Mas voltando a falar sobre Arquitetura Limpa – Uncle Bob, propôs um modelo que basicamente lida com a separação de responsabilidades, divididas em camadas (o número de camadas ou abstrações, irão variar conforme a sua necessidade) afim de garantir que o sistema em questão seja: independente de framework, testável, independente de UI, independente de banco de dados, e independente de qualquer recurso externo. Logo, a arquitetura deve ser centrada nos casos de uso, e informar os desenvolvedores sobre o sistema e suas regras de negócio; Não sobre o framework ou banco de dados ali presente. Estes são apenas detalhes periféricos, e não devem estar acoplados à aplicação.
A Regra da Dependência
A principal regra no que diz respeito a Clean Achitecture é a Regra da Dependência. Em suma ela define que as dependências de código fonte devem sempre apontar apenas para dentro do círculo, sentido às políticas de alto nível (casos de uso e entidades — se você ainda não compreende bem os conceitos relacionados à politicas de alto e baixo nível, casos de uso, regras de negócios cruciais e específicas da aplicação, e entidades, sugiro que leia meu artigo Arquitetura de Software — Por onde começar? ). Quanto mais a dentro do círculo o elemento estiver, maior será o nível de abstração das políticas de negócio. Os círculos mais externos, consistem de implementações concretas de baixo nível.
Então, tendo como base essa definição, o vetor de dependências deverá sempre apontar para dentro do círculo, assim como as camadas de mais alto nível (Quanto mais no interior do círculo, maior o nível) não deverão conhecer as camadas de mais baixo nível (As camadas mais no exterior do círculo).
Uncle bob definiu 4 camadas bases — (Frameworks and Drivers, Adapters Interfaces, Use Cases, Entities) para o padrão proposto, no entanto não há nenhuma regra em relação a isso. O número de camadas poderá aumentar de acordo com a sua necessidade, desde que a Regra da dependência não seja violada.
Frameworks and Drivers
Esta camada é a camada mais externa da sua aplicação, nela estará contida implementações relacionadas ao framework utilizado, associações com banco de dados, setups de drivers ou recursos externos, etc. Todos esses detalhes deverão permanecer nessa camada mais externa, para que não causem mal algum à aplicação, e permaneçam desacoplados e distantes da camada de domínio.
Adaptadores de Interfaces
Os adaptadores de interface são responsáveis por implementarem a conversão dos dados para o formato mais adequado para as camadas de nível mais alto, na entrada, e para o formato mais conveniente, para as camadas de nível mais baixo, na saída. É nesta camada que existirão os presenters, views e controllers, que conterão a lógica de preparação dos dados através de estruturas simples de dados (DTO’s — Data Transfer Object) para retorna-los ao cliente, no formato desejado pela aplicação consumidora. Assim como para entregar a camada de caso de uso um DTO que faça sentido para esta camada, para que não seja, por exemplo um objeto da web sendo transferido para a camada de nível mais alto, visto que objetos da web carregam consigo propriedades e metódos restritos à camada de Frameworks & Drivers.

Lista de tarefas:
1. Responda com base no texto sobre Arquitetura Limpa:
(a) Qual é a principal regra da Clean Architecture?
(b) Quantas camadas base Uncle Bob definiu, e quais são elas?
(c) Que elementos existirão na camada de adaptadores de interface?
2. Escreva a continuação do texto sobre Arquitetura Limpa, começando logo após a última frase.
O material a seguir é independente do texto sobre Arquitetura Limpa.

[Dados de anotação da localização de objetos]
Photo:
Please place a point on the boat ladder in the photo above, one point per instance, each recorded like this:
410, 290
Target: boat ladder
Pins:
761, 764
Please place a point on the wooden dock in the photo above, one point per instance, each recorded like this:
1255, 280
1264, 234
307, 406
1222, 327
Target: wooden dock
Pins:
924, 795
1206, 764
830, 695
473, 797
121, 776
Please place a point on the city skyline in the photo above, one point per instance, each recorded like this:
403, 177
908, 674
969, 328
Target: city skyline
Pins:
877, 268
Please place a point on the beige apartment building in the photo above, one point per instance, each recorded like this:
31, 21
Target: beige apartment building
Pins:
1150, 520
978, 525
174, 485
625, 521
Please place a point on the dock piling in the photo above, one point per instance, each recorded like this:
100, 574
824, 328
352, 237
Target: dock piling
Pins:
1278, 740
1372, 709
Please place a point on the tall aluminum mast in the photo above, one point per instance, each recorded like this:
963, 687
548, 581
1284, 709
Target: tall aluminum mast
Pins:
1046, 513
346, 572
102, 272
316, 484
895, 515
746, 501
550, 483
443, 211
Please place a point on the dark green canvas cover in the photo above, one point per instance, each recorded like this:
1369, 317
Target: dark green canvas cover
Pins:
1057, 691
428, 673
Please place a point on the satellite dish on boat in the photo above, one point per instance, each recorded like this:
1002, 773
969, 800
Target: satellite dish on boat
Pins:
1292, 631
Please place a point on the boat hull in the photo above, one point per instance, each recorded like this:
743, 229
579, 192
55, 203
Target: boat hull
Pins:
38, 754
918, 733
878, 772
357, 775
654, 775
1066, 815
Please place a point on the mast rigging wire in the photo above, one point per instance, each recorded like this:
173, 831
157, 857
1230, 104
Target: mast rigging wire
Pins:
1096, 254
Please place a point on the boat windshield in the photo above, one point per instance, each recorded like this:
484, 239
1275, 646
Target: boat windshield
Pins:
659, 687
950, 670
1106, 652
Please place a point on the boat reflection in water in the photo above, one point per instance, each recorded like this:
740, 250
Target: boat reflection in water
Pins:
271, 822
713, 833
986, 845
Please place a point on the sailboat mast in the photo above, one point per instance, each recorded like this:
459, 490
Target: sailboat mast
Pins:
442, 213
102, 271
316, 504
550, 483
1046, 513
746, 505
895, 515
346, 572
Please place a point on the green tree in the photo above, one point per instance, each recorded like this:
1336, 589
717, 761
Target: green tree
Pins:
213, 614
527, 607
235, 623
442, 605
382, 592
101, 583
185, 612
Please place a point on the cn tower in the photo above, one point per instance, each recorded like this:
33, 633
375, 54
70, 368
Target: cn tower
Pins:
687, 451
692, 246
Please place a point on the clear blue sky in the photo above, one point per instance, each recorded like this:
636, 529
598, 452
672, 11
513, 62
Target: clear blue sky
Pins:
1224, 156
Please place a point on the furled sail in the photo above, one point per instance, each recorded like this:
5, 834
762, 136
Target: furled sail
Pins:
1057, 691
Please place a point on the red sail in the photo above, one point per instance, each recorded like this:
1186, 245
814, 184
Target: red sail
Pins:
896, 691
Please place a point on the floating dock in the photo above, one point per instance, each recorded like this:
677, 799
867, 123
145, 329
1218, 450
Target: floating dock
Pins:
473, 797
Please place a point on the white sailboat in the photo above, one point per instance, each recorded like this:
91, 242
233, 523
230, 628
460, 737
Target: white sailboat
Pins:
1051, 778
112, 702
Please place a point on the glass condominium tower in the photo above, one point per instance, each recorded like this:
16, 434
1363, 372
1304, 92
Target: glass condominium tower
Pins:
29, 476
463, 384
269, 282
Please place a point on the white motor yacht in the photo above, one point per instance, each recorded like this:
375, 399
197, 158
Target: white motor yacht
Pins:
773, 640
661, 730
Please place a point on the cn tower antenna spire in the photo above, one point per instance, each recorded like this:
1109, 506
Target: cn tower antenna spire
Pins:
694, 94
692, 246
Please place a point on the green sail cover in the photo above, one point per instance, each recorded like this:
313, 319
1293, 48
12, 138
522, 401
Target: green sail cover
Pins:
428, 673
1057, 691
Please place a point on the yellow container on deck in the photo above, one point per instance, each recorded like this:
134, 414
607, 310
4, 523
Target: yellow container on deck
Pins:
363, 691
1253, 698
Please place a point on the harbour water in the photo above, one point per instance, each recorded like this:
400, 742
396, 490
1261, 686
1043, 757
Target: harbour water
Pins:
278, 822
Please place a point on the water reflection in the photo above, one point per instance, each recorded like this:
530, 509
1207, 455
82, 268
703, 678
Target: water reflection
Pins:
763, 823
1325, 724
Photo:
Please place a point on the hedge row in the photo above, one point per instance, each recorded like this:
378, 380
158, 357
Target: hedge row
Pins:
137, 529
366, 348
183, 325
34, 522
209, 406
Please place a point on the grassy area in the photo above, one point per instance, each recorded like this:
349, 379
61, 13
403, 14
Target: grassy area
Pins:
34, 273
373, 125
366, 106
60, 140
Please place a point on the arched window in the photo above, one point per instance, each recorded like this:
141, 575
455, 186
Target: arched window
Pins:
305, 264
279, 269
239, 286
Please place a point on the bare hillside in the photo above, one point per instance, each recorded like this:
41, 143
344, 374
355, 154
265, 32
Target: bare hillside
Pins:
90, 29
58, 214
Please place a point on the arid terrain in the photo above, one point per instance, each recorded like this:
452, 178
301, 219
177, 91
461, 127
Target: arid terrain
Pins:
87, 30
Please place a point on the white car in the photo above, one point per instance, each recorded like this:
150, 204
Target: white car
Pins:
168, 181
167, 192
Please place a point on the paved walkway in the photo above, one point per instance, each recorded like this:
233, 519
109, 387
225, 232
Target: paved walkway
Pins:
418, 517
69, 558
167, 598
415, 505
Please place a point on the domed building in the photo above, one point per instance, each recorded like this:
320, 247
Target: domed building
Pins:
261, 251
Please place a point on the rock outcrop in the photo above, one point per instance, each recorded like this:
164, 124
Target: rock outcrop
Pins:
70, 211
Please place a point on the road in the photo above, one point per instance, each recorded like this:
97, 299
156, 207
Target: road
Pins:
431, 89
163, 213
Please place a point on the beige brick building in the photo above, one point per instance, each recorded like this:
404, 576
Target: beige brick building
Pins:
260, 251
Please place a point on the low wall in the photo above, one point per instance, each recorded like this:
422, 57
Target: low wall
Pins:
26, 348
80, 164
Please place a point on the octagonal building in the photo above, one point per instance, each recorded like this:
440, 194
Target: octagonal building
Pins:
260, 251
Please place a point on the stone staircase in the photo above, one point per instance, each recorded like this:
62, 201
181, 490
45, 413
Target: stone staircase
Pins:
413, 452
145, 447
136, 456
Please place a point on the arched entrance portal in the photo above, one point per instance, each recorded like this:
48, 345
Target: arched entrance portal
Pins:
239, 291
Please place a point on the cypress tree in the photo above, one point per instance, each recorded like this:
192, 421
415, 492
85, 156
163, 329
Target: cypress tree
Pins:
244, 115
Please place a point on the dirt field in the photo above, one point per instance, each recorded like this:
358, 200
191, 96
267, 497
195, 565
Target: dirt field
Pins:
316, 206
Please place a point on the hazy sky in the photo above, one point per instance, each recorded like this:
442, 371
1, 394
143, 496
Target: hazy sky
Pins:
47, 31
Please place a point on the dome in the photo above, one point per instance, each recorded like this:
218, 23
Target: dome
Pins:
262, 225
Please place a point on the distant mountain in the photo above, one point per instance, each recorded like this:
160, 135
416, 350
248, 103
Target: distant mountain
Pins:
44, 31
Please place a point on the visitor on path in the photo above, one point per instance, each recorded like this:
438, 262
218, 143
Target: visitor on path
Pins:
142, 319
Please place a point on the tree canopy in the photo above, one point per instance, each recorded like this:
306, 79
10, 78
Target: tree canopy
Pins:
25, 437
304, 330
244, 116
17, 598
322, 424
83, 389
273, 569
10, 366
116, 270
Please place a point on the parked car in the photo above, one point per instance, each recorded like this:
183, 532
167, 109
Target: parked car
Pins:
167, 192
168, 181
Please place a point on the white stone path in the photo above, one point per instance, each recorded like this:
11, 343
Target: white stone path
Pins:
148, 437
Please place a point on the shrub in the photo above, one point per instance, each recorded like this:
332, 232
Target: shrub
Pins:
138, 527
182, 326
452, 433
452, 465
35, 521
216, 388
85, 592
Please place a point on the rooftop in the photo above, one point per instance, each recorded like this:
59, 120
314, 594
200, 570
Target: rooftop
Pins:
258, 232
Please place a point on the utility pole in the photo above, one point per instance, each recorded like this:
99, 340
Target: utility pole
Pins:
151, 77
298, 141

Respostas:
1.
(a) A Regra da Dependência.
(b) Quatro: Frameworks and Drivers, Adapters Interfaces, Use Cases e Entities.
(c) Os presenters, as views e os controllers.

2.
Casos de Uso
É nesta camada que iremos implementar as nossas regras de negócio específicas da aplicação. Nesta camada deverá conter a implementação de todos os casos de uso do sistema, e esta é única camada que conhece a camada mais interna da nossa aplicação, às Entidades, logo, é na camada de casos de uso que acontece a dança das entidades, onde através das entidades, o fluxo de controle deverá garantir que as regras cruciais de negócios, sejam alcançadas para os casos de uso.
Entidades
As entidades reúnem as regras cruciais de negócios. Em suma uma entidade pode ser entendida como uma classe ou objeto, que contem um conjunto de propriedades e funções que juntos, representarão as regras cruciais de negócios, ou simplesmente, classes que representam coisas que geram valor direto para a empresa. As entidades devem estar disponíveis para serem consumidas por toda aplicação. E não deve ser impactada quando houver mudanças operacionais (Quando uma interface ou caso de uso mudar por alguma razão).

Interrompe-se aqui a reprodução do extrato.